┌──

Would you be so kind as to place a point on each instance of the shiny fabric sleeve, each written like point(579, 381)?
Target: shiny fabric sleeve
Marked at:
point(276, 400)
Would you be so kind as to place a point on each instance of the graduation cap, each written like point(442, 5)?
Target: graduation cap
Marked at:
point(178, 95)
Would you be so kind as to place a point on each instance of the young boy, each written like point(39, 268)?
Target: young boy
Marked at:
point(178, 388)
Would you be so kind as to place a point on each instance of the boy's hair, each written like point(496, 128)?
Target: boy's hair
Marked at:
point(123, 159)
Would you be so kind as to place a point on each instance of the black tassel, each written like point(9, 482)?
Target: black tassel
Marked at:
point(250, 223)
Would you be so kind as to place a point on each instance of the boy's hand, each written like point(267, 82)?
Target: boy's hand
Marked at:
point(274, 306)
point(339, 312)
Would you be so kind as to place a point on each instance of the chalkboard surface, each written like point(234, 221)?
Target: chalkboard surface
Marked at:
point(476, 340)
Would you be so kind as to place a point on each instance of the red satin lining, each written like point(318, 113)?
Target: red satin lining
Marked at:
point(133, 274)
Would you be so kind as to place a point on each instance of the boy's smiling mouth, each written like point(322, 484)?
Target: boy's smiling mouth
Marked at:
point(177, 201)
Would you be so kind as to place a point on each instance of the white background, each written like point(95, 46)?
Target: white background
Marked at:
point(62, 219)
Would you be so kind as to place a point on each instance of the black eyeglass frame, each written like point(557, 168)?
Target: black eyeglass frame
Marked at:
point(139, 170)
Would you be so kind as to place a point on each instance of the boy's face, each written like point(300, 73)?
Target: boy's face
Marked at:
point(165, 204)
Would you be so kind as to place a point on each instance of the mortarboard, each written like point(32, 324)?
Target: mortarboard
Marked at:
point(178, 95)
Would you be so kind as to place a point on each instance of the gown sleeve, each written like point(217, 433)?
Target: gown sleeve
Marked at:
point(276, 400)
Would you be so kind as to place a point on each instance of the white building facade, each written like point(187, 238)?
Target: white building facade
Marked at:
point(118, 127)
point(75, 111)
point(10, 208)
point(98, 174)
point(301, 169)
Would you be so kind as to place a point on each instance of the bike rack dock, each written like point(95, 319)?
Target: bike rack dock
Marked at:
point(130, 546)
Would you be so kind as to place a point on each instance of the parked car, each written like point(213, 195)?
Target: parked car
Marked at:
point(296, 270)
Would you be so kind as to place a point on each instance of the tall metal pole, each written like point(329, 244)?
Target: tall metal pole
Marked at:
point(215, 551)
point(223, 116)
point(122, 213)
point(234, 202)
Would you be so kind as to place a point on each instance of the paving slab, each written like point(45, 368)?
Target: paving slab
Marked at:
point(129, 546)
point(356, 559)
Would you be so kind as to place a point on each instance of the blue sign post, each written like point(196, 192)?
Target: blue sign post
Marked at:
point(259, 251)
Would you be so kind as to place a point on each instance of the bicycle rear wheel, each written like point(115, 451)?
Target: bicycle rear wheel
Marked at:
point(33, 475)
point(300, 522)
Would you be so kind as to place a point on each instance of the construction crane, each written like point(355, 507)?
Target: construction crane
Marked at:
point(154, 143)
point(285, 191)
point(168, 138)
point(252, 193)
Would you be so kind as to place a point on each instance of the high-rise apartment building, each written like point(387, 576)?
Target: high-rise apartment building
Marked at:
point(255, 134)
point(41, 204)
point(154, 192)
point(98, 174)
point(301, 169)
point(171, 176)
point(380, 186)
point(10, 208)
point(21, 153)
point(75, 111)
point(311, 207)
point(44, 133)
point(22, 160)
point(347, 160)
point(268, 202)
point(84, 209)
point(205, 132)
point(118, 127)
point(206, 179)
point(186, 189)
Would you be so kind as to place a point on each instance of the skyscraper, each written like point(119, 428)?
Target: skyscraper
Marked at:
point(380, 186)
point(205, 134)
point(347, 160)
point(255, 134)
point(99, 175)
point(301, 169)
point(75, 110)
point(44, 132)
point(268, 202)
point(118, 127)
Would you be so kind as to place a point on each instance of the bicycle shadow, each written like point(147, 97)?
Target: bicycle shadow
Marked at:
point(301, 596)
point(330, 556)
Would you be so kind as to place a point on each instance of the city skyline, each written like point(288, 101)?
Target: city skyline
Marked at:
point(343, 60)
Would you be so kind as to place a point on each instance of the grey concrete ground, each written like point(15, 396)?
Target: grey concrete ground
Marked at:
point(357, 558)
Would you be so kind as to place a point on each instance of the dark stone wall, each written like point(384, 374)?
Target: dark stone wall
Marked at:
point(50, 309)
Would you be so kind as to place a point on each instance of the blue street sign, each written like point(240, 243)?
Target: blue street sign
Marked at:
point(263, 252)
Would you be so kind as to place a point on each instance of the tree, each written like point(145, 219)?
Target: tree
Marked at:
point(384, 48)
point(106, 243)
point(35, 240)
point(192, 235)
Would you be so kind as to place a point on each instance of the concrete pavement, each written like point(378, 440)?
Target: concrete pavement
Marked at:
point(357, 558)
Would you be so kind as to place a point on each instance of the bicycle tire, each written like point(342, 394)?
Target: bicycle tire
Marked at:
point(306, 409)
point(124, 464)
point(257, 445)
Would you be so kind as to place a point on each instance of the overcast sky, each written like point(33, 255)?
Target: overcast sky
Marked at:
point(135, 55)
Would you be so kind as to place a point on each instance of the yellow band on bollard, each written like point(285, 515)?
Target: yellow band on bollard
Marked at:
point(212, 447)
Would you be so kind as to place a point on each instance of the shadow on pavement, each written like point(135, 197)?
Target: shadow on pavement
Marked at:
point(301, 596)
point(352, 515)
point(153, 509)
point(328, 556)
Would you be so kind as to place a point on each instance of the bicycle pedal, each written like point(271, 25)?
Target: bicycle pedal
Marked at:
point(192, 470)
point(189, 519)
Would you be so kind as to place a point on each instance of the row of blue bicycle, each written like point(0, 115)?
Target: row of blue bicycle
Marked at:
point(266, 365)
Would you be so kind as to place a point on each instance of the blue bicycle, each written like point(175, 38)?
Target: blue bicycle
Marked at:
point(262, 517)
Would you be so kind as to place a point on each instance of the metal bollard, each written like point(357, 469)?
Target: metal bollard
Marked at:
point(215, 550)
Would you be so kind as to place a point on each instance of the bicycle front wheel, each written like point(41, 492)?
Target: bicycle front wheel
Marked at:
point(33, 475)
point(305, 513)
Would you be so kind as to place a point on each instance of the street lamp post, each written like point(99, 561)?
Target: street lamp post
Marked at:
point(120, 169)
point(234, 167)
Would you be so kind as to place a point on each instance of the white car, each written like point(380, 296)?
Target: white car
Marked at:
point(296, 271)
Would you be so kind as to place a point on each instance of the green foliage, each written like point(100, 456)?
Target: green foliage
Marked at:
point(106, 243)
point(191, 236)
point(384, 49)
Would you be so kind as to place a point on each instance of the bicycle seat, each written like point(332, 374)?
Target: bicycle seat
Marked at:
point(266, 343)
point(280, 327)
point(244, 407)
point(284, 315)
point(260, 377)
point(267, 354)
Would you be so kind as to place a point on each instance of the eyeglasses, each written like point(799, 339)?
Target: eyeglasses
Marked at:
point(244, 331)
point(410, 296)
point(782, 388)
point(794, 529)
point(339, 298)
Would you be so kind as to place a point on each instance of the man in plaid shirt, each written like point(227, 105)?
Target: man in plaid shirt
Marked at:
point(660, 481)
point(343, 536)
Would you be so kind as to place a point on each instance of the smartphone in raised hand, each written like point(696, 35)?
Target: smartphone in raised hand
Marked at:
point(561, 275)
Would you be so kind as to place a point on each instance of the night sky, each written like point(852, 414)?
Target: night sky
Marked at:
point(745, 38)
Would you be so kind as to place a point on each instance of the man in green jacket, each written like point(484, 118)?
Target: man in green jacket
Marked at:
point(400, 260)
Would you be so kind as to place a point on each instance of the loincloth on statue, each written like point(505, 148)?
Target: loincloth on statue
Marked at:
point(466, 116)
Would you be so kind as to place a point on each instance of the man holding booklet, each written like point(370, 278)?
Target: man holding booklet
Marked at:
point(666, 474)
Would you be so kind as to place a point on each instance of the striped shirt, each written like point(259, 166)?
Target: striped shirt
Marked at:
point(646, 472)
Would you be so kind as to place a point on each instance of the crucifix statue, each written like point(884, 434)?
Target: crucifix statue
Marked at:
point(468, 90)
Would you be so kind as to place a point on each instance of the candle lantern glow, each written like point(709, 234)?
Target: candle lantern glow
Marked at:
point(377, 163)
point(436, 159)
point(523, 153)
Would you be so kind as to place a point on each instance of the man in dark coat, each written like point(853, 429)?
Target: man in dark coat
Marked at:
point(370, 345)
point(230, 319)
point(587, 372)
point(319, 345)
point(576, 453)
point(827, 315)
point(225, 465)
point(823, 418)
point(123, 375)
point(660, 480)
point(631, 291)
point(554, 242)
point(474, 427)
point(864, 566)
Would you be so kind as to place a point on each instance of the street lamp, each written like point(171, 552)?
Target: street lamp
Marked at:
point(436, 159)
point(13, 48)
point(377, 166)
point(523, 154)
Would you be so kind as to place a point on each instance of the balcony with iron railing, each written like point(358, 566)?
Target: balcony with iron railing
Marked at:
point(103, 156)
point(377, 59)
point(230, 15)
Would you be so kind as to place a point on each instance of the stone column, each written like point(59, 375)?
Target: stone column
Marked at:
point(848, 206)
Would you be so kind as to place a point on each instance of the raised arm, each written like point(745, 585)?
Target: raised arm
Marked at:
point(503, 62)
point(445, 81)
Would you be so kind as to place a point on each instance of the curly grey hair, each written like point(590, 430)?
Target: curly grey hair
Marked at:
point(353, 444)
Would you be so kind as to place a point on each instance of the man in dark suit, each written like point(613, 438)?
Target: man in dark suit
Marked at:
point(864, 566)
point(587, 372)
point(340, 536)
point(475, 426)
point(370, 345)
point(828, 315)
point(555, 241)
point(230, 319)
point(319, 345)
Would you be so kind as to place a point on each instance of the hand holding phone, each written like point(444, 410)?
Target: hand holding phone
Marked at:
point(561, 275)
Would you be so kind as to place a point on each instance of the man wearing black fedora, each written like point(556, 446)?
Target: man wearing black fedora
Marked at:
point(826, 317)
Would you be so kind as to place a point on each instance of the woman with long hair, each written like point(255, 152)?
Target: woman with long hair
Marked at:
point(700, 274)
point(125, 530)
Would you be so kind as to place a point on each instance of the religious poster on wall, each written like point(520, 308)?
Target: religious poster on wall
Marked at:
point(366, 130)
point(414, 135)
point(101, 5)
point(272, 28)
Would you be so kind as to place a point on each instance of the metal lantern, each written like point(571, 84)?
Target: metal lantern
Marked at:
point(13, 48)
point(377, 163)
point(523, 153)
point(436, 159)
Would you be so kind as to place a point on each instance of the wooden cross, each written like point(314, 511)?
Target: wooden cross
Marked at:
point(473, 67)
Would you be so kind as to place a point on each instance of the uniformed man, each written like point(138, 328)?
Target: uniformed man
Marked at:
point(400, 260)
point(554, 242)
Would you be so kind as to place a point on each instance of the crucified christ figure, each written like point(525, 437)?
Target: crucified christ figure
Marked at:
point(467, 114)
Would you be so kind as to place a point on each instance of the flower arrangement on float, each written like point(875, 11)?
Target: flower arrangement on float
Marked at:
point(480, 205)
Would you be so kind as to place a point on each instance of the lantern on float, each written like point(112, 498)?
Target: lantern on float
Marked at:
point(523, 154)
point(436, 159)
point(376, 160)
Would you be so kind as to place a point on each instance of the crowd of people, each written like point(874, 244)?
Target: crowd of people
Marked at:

└──

(AIM) Update the rows from the line with "like point(318, 113)?" to the line with "point(133, 274)", changing "red satin lining" to "crimson silk lining" and keeping everything else the same.

(EXERCISE RESULT)
Would you be so kind as to place a point on each instance of the crimson silk lining, each written like point(318, 113)?
Target: crimson silk lining
Marked at:
point(133, 274)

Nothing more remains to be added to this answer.